#### [Extracted information]
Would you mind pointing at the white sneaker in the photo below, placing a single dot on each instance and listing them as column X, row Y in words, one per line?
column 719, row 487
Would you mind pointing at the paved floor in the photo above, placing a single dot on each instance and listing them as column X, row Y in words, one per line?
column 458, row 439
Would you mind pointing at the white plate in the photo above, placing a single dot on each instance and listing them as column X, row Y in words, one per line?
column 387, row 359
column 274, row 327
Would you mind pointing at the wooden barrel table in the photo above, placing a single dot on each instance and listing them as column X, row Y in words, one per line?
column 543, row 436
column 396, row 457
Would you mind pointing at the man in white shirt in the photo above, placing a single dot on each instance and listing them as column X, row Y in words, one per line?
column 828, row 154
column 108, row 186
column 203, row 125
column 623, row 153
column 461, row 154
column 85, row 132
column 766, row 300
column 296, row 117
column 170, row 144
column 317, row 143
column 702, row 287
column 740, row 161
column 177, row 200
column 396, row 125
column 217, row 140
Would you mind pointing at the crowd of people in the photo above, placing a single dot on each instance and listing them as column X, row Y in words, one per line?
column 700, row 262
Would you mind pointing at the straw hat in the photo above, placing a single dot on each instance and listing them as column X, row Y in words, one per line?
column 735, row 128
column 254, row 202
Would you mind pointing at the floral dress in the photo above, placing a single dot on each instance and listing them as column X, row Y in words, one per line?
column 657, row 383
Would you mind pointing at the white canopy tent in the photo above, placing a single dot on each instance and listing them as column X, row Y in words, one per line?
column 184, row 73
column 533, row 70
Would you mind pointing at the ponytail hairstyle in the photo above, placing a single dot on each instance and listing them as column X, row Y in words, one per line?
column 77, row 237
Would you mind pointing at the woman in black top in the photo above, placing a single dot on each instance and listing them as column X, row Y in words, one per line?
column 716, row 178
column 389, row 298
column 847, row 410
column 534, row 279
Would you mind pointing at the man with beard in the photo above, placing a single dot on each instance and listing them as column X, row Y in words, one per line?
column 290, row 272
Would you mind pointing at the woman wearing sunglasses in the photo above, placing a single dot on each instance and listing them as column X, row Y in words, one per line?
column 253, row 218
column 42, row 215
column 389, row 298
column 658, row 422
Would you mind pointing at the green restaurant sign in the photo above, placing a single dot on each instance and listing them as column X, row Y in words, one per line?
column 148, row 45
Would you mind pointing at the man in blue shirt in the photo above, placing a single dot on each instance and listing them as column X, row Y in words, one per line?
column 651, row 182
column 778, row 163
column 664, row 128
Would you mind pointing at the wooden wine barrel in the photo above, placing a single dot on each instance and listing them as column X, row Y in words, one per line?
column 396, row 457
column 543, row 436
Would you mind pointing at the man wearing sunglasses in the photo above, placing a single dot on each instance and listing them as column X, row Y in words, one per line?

#### [Goal]
Repeat the material above in full, keeping every word.

#### [Correct response]
Would you mind pointing at the white sneaker in the photo below, placing a single dot on each instance and listing them as column X, row Y in words, one per line?
column 719, row 487
Would you mind pointing at the paved floor in the photo above, placing a single dot on each instance and listing them as column X, row Y in words, one per line?
column 458, row 439
Would you mind pointing at the white plate in the photo above, placing a single dot on each instance and listing them as column X, row Y in words, one per line?
column 387, row 359
column 274, row 327
Would you mind pointing at the wooden barrel table in the photo above, placing a single dot on each instance and listing them as column X, row Y in words, one per line?
column 543, row 436
column 396, row 457
Would you mind pointing at the man in white shirt in the photo above, placing a single dot on each instance and listing them as column X, row Y in words, one per line?
column 828, row 154
column 108, row 186
column 203, row 125
column 623, row 153
column 461, row 154
column 85, row 132
column 766, row 300
column 296, row 117
column 170, row 144
column 317, row 143
column 702, row 287
column 740, row 161
column 177, row 200
column 396, row 125
column 217, row 140
Would you mind pointing at the crowd of people in the photo above, placing a single dot on each instance and listing them as column X, row Y in words, one per line?
column 700, row 262
Would you mind pointing at the straw hat in the photo above, placing a single dot on each instance and listing them as column X, row Y in words, one per line?
column 735, row 128
column 254, row 202
Would you mind pointing at the floral dress in the photo above, placing a single dot on each instance and listing them as column X, row Y in words, one per line?
column 657, row 383
Would you mind pointing at the white canopy tent in the photo above, placing a single dot on each instance and listing them as column X, row Y in words, one per line?
column 184, row 73
column 533, row 70
Would you mind pointing at the ponytail hairstyle in the photo above, placing a single dot on each instance and listing them as column X, row Y in words, one per line?
column 77, row 237
Would you mind pointing at the woman in black top in the photo above, placing a single dot on each instance and listing them as column X, row Y in words, one per line?
column 716, row 178
column 389, row 298
column 847, row 410
column 534, row 279
Would you mind pointing at the man with beard in the photo above, placing a single dot on each instance and listing them as column X, row Y in words, one per line?
column 290, row 272
Would you mind pointing at the woman wearing sunglasses in the photo above, placing a single dot on each instance and listing them as column X, row Y in words, one per line?
column 253, row 218
column 42, row 215
column 389, row 298
column 658, row 422
Would you mind pointing at the green restaurant sign in the photo above, placing a single dot on each instance and listing them as column X, row Y in words, one per line?
column 148, row 45
Would you mind pointing at the man in blue shirt in the photo above, placing a single dot on each instance and listing them as column X, row Y in words, one per line?
column 651, row 182
column 778, row 163
column 664, row 128
Would you mind pointing at the wooden wine barrel in the photo above, placing a single dot on each instance and listing them as column X, row Y in words, one per line?
column 396, row 457
column 543, row 436
Would you mind pointing at the man wearing sunglasses in the photo above, placing a single dot on each instance and listing them as column X, row Y in words, one per line?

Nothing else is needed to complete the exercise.